#### DIRECTIONS FOR THIS TASK
Reproduce the following records exactly from the line containing "toe with a single marker." onward, ending with the last line and including it.

#### DATA SUPPLIED
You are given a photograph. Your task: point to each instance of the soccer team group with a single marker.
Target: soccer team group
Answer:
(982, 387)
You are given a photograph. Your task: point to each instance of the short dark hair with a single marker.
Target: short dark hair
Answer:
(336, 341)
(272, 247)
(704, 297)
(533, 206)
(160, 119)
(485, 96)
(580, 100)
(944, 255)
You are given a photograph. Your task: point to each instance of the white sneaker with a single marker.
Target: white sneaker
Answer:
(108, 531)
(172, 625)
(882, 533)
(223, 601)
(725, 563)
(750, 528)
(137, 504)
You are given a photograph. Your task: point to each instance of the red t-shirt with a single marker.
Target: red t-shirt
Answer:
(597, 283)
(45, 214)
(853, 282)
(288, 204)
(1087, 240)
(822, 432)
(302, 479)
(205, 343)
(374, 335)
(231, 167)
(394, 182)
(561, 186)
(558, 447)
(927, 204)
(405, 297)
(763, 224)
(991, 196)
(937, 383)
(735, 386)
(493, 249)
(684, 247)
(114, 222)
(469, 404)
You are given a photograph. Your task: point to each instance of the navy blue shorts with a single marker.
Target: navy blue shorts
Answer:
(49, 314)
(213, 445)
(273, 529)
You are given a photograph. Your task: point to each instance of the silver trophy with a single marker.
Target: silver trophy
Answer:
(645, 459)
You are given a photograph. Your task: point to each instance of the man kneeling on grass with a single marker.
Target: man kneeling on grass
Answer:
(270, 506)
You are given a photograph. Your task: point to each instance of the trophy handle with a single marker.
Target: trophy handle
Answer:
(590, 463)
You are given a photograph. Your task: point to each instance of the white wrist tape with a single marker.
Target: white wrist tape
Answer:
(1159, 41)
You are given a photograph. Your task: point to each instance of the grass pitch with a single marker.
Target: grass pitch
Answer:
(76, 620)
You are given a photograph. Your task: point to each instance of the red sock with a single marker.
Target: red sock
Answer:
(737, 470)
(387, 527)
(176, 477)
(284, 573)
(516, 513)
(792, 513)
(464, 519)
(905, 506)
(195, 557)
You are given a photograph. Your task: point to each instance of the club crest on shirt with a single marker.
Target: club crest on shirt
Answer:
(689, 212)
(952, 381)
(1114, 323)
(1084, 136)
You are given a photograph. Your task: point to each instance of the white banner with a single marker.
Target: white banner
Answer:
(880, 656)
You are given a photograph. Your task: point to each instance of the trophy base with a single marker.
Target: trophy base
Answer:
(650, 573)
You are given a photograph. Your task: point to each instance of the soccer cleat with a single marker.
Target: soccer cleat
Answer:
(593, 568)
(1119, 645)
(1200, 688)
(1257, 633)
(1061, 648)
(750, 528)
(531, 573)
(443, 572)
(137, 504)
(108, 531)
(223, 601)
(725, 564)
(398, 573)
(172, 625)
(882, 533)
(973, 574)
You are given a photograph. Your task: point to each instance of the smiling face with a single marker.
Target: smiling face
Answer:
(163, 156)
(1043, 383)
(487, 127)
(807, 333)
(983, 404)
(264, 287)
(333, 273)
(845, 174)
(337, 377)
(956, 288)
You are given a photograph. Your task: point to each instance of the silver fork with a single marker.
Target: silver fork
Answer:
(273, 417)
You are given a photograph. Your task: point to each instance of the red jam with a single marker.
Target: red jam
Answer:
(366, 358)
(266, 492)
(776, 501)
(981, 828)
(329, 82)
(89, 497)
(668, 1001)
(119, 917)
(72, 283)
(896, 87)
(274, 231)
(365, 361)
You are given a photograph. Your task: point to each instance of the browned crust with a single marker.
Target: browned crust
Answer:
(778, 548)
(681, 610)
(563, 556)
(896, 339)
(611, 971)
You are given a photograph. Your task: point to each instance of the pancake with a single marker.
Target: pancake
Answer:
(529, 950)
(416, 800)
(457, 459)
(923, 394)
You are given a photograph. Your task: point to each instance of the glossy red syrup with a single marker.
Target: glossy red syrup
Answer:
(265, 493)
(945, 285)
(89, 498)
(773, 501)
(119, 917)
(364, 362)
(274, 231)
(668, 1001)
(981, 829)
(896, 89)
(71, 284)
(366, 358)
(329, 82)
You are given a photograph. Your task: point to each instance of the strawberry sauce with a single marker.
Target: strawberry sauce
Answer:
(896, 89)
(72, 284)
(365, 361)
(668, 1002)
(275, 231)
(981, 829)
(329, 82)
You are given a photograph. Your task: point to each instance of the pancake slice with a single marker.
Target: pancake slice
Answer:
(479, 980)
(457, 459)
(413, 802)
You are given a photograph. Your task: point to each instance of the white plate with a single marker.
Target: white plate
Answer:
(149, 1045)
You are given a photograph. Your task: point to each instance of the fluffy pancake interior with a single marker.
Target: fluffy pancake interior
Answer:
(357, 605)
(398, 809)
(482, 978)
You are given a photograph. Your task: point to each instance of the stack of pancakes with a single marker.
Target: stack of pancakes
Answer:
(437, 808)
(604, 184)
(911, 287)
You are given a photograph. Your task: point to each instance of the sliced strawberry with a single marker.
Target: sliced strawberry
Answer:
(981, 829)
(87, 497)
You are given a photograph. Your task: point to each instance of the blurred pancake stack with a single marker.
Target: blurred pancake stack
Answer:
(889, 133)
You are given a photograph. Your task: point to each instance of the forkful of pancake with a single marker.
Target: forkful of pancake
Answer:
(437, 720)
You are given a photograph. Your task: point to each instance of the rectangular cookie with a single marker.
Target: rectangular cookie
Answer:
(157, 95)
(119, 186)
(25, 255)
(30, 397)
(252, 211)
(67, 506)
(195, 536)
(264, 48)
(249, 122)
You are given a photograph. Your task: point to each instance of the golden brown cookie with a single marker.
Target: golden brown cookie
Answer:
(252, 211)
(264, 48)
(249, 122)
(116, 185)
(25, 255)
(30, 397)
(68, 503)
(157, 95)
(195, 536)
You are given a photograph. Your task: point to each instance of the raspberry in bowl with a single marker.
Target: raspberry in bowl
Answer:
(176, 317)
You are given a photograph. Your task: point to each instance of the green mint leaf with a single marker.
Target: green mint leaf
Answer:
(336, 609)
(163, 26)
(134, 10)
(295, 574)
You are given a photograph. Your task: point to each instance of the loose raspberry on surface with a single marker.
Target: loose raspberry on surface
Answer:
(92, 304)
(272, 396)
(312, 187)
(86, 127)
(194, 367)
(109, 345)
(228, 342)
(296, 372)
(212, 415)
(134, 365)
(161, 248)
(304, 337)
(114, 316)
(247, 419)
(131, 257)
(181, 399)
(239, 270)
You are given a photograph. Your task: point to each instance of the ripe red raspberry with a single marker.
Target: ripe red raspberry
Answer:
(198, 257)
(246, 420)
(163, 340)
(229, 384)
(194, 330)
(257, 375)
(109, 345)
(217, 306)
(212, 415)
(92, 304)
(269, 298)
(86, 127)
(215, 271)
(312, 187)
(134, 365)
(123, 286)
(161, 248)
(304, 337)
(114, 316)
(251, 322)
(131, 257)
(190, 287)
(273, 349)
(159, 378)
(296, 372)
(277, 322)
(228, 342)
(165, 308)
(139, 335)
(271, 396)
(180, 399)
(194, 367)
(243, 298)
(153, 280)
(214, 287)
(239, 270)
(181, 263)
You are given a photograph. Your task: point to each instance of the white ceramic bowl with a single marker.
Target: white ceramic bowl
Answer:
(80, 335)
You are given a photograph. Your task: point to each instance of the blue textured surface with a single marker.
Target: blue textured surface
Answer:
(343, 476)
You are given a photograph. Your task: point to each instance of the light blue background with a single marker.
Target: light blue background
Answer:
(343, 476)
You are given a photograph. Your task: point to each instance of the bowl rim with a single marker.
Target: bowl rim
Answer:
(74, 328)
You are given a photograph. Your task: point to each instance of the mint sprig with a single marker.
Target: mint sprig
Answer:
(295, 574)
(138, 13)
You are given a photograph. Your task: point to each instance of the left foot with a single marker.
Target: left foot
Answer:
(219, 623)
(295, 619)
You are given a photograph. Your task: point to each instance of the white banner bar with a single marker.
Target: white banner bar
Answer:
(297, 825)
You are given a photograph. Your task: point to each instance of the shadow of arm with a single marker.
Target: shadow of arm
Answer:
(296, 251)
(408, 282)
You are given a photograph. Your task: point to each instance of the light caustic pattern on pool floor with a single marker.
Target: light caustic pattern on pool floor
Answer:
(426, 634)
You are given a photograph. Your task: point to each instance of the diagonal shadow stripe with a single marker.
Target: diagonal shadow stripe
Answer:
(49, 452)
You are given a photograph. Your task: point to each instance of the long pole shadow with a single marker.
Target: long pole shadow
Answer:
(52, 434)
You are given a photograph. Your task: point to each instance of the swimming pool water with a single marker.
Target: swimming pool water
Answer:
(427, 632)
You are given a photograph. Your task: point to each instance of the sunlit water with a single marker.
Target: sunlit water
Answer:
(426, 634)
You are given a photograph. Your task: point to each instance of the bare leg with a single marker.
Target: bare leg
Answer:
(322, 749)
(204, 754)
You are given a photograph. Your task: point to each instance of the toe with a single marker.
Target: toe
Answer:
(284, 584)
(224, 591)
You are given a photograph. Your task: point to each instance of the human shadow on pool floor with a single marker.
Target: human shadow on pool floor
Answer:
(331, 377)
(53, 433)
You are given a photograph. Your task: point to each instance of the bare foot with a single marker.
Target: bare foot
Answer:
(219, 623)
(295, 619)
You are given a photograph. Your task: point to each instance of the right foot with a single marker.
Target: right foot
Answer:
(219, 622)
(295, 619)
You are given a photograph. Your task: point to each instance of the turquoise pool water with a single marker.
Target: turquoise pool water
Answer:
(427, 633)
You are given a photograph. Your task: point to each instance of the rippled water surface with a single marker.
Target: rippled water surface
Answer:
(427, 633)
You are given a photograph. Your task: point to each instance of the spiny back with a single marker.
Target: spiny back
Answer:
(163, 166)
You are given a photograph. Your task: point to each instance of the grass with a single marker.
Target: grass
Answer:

#### ANSWER TO THIS TASK
You are given a photograph. Your task: point to each instance of the toe with a single marker.
Target: toe
Answer:
(284, 584)
(224, 591)
You are given a photograph. Your task: point to each instance of the human shadow on pool floor with a single marker.
Target: human shadow on pool floor
Answer:
(331, 377)
(53, 433)
You are given a photograph. Your task: point to each instance of the bare foot with a single marker.
Target: bare foot
Answer:
(219, 623)
(295, 619)
You are given a photograph. Your task: point to each instance of the right foot with a single marker.
Target: right foot
Answer:
(219, 622)
(295, 619)
You are given a photograph. Your task: point to each instance of the turquoise pool water with a single marker.
Target: turquoise pool water
Answer:
(427, 633)
You are given a photograph. Your task: point to each instance of the rippled water surface with a single marker.
Target: rippled water surface
Answer:
(427, 633)
You are given a photograph. Your task: point to each instance of the spiny back with a single marker.
Target: spiny back
Answer:
(163, 166)
You are given a photograph. Your task: point to each instance of the grass with a single marker.
Target: grass
Answer:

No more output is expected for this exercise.